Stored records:
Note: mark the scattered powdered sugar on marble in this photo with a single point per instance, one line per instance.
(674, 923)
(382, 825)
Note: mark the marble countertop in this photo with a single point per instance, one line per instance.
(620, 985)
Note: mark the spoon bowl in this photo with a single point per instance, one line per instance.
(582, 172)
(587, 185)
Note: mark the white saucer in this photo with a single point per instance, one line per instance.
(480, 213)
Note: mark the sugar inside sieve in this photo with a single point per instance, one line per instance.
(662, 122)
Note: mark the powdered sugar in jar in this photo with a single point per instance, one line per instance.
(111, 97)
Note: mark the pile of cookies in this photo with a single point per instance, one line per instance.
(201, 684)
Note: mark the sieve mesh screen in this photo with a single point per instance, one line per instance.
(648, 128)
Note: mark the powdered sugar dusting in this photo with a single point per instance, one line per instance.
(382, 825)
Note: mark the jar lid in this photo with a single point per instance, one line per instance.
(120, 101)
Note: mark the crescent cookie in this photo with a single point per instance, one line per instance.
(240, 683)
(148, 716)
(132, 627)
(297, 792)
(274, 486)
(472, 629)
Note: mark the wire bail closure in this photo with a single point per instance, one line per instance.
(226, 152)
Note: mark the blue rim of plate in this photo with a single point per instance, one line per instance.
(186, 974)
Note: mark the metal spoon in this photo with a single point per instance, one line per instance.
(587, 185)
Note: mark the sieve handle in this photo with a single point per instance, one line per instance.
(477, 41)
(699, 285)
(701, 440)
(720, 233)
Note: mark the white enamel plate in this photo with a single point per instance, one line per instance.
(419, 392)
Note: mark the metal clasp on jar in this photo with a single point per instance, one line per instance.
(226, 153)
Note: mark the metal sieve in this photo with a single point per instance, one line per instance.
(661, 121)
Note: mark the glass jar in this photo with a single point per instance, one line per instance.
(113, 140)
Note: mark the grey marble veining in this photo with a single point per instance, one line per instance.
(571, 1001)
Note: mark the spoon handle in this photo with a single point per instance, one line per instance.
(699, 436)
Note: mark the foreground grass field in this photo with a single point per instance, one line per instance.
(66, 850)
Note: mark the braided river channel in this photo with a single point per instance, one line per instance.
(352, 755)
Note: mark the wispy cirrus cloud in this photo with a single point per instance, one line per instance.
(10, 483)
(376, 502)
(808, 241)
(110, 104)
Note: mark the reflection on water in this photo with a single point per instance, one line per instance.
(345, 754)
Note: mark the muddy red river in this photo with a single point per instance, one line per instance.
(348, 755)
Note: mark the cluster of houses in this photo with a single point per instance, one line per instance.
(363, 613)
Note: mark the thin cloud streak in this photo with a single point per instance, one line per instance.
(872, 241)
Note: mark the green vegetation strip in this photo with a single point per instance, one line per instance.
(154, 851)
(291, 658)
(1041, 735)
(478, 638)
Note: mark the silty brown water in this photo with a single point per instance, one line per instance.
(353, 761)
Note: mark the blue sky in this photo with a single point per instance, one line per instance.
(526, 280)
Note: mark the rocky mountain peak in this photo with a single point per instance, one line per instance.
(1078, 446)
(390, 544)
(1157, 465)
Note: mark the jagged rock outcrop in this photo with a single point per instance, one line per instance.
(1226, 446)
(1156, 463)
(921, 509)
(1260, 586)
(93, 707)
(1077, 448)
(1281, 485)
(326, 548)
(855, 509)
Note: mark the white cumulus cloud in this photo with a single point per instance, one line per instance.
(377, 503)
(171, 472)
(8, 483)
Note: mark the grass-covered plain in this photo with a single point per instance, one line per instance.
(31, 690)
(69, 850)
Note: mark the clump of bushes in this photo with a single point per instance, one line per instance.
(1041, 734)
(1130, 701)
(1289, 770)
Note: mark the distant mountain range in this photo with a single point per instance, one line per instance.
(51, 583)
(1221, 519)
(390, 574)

**STATED TASK**:
Please set down all the data word for word.

**ANSWER TO THIS PROBLEM**:
Note: mark the scattered powdered sugar on marble in this photo with a single point per instance, one line per instance.
(674, 923)
(382, 825)
Note: mark the marble countertop in this photo with a single point per instance, one line per instance.
(620, 985)
Note: mark the spoon bowl in this photo with a single point per instance, one line per instance.
(582, 172)
(587, 185)
Note: mark the white saucer in this photo with a single point per instance, one line per instance.
(480, 213)
Note: mark the sugar inside sieve in this photo with a single point per instance, one line per instance.
(662, 122)
Note: mark the powdered sugar in jar in this photo with a single point per instance, one line per instance.
(111, 97)
Note: mark the pile of cookies in this photo with a single point per instance, one line per instance.
(201, 684)
Note: mark the sieve mesh screen in this photo with a single point per instance, one line per instance.
(648, 128)
Note: mark the powdered sugar dusting in this photo with a single point per instance, one line per instance.
(382, 825)
Note: mark the jar lid in this photo with a single point per instance, one line per instance.
(120, 101)
Note: mark the crescent cookie in this photo with a single point per instance, one line per instance.
(240, 683)
(148, 716)
(132, 627)
(297, 792)
(274, 486)
(472, 629)
Note: mark the wire bail closure in this photo with a single point per instance, one line per instance.
(226, 152)
Note: mark the blue rim of plate in this photo with a single point per instance, one line per instance.
(186, 974)
Note: mark the metal spoon in this photo with a single point per instance, one line per instance.
(587, 185)
Note: mark the sieve handle in this photo with a single point per instance, one line per instance.
(477, 41)
(699, 285)
(701, 440)
(720, 233)
Note: mark the white enamel plate in this photo with a single point per instance, one line per instance.
(419, 392)
Note: mark the metal clasp on jar in this photo with a single point per instance, one line per instance.
(226, 153)
Note: mark the metal sieve in this photo with a single point per instance, one line per instance.
(661, 121)
Note: mark the glass jar in this photo with a single point per instance, one line per instance.
(113, 140)
Note: mark the grey marble veining in this photo with a single point per instance, one line per instance.
(571, 1001)
Note: mark the spoon handle in this photo with a single point per instance, one line per instance.
(699, 436)
Note: mark the foreground grass field in this photo with a single point per instance, one line per instance.
(66, 850)
Note: mark the braided river channel in this photo with a single point per instance, one line per instance.
(352, 755)
Note: mark the wispy cirrus cloud in this photo with a single point per instance, one line per instance.
(10, 483)
(376, 502)
(808, 241)
(110, 104)
Note: mark the reflection on water in this photo with a single point per instance, one line per instance.
(345, 754)
Note: mark the muddy red river in this photo with a single point per instance, one line per instance.
(348, 755)
Note: mark the cluster of houses in this photo with a single point per instance, one line per instance.
(363, 613)
Note: mark the thin cloud streak in this photo with a single point per instance, one line per instance.
(872, 241)
Note: mark the green vegetation strip in this photo with a single point per instance, one line per instance.
(154, 851)
(291, 658)
(1041, 735)
(478, 638)
Note: mark the silty brown water in this photo with a single point per instance, one line per instance.
(353, 761)
Note: mark the blue sky in this photo with a single point per instance, one line per instance.
(526, 280)
Note: mark the rocky mountain peak in this photo with a single point per instance, one line per instance.
(1078, 446)
(390, 544)
(1157, 465)
Note: mark the jagged rock outcrop in this photo with a single point per instance, one line per instance.
(1226, 446)
(1156, 463)
(921, 509)
(1260, 586)
(93, 707)
(1077, 448)
(1281, 485)
(326, 548)
(855, 509)
Note: mark the white cumulus cloud in this photo with a single point per instance, one line per instance.
(377, 503)
(171, 472)
(8, 483)
Note: mark the grass-covered plain in this photo with a single point per instance, one line per instance.
(31, 690)
(69, 850)
Note: mark the clump of bushes in this photo with a single point per instance, one line per instance.
(1041, 734)
(1130, 701)
(1289, 770)
Note: mark the distant mountain range in this photo with a single point per instance, one line per instance.
(51, 583)
(1221, 519)
(390, 574)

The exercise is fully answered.